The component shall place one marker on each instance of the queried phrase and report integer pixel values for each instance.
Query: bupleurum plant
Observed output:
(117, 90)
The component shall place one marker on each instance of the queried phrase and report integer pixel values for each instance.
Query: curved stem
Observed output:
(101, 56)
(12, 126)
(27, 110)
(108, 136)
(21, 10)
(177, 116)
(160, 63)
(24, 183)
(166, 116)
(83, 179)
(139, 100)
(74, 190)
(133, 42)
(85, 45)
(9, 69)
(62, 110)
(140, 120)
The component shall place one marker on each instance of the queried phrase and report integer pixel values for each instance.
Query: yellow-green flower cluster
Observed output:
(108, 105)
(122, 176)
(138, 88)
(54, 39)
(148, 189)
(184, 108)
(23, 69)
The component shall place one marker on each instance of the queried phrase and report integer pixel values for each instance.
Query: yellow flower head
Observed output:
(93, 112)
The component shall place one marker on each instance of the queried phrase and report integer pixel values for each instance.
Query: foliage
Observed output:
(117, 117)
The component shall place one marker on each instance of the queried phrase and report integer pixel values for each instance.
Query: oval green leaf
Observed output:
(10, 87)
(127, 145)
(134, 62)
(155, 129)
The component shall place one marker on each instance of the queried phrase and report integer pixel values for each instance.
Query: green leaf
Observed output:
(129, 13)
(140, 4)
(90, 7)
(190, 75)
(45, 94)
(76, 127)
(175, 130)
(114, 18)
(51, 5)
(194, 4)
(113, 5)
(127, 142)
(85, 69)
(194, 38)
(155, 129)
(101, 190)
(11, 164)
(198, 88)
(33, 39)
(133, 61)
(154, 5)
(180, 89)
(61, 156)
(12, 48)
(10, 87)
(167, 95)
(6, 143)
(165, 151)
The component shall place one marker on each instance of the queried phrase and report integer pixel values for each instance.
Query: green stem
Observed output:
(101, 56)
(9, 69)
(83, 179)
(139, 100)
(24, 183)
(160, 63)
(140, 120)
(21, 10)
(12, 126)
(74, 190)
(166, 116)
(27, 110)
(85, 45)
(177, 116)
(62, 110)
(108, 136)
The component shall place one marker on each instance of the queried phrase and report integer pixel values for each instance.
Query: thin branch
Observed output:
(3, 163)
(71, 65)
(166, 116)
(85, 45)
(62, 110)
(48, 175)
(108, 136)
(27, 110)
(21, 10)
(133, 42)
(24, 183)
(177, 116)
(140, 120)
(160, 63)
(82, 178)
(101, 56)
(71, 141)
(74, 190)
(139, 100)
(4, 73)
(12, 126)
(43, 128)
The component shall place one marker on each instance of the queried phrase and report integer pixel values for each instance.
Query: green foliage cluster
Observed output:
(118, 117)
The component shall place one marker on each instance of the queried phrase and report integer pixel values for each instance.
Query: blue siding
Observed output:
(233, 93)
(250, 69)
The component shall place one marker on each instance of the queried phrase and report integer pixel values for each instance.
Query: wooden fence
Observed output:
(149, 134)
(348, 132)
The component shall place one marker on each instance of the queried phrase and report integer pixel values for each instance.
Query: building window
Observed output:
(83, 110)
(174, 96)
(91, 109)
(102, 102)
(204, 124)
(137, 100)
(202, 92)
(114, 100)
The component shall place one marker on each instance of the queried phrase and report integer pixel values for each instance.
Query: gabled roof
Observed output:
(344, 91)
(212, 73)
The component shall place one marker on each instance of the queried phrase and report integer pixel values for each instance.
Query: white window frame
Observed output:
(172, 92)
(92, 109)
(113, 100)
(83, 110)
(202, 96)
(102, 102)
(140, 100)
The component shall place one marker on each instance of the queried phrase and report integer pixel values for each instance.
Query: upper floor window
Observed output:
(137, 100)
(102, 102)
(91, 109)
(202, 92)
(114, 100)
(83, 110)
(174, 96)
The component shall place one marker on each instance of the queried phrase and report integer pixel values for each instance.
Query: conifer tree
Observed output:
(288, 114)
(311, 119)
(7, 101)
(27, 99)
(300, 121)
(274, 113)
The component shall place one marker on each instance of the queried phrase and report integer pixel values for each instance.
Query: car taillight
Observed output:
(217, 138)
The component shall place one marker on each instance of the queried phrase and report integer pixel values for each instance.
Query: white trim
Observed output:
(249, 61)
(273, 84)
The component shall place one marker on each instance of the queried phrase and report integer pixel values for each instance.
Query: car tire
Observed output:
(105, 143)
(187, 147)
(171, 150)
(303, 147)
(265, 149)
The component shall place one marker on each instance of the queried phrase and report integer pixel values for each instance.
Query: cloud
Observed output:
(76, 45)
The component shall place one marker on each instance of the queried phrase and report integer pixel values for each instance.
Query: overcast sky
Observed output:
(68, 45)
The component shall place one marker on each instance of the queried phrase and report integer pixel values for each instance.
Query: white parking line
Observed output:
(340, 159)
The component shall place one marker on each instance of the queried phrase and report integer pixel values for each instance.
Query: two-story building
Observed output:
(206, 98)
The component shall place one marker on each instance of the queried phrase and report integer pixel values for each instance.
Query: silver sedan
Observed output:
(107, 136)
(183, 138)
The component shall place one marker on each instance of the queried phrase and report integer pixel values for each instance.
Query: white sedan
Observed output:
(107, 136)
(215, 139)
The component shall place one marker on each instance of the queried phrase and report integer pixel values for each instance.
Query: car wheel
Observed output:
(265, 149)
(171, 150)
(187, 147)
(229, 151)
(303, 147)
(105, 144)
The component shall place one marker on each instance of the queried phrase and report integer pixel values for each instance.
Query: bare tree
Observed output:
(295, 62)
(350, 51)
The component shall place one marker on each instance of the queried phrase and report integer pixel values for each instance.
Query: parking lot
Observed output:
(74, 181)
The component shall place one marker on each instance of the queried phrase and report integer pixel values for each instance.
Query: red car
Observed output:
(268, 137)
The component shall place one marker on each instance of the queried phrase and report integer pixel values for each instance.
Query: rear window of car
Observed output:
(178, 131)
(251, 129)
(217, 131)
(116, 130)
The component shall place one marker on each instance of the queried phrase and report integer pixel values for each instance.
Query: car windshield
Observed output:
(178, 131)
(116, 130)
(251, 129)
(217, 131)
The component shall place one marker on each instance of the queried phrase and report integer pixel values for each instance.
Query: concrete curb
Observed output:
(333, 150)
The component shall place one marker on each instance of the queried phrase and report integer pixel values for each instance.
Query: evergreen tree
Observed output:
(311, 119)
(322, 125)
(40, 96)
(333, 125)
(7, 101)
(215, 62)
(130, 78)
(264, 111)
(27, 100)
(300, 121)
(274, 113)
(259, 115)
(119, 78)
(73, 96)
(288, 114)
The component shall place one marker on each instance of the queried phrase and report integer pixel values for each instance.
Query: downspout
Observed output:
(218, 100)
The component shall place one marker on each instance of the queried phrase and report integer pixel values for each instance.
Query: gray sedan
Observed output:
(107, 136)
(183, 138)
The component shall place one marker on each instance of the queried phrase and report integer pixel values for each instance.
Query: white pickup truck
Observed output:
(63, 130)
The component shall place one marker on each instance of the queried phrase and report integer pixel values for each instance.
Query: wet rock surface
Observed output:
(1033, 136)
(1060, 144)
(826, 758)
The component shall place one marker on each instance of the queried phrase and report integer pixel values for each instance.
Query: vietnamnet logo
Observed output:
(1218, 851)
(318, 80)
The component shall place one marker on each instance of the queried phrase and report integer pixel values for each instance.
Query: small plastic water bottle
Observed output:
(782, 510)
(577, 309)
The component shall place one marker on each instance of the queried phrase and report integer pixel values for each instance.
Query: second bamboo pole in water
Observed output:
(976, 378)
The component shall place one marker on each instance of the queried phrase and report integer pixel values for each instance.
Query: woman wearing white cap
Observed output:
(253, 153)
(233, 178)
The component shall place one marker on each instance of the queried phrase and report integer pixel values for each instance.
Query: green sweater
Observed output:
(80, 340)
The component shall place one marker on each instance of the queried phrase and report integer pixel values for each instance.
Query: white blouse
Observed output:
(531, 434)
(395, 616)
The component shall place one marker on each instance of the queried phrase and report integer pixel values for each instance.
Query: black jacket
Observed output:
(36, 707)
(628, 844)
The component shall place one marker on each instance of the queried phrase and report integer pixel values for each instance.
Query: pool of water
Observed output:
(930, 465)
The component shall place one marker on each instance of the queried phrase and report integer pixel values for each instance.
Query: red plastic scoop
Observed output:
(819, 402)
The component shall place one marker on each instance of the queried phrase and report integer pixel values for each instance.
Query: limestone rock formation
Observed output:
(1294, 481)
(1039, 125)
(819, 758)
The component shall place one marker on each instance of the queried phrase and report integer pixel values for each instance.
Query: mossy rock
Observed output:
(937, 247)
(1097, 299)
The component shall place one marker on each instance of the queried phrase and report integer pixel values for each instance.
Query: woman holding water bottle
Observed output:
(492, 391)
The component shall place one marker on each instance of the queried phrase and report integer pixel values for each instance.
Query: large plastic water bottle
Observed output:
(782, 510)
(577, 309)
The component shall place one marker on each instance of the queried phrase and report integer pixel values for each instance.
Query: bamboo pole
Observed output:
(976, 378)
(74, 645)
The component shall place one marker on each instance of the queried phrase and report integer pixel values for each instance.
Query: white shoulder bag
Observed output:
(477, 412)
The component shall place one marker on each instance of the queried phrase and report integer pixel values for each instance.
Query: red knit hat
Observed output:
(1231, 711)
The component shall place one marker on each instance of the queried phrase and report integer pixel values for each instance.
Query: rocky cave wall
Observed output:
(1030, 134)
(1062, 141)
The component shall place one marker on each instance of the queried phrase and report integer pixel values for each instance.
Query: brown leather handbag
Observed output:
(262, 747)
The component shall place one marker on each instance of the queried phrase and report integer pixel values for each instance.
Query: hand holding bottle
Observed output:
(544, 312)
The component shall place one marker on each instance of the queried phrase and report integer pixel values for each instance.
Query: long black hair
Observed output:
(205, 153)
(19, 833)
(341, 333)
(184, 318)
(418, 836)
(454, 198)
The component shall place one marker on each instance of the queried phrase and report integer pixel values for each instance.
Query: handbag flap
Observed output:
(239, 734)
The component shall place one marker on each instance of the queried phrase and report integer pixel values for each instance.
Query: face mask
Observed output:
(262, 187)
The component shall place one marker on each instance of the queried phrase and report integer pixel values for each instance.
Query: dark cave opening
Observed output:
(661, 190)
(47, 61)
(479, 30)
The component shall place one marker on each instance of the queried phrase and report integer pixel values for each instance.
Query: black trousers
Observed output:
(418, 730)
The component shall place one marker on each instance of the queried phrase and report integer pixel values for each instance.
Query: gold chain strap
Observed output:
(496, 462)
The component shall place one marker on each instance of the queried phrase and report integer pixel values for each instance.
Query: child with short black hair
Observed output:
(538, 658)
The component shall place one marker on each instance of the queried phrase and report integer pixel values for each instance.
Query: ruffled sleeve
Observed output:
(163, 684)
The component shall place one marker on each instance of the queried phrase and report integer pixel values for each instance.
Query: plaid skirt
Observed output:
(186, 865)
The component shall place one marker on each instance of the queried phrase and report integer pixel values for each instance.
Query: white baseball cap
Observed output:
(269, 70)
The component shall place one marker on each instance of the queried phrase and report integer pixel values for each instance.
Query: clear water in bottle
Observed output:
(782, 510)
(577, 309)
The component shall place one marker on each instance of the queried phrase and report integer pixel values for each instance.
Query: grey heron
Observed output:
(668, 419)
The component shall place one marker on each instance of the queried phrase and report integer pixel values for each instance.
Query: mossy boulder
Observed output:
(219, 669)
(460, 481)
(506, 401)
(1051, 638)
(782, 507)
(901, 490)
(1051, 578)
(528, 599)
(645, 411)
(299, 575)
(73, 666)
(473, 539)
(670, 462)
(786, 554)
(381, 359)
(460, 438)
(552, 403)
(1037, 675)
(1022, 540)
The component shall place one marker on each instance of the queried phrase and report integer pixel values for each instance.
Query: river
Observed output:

----

WHAT IS EXPECTED: Locate every line in the material above that contains the string "cave", treating uppercase and lowercase as distinct, and copy each such line in full.

CORRECT ANSWER:
Query: rocky cave wall
Query: dark cave opening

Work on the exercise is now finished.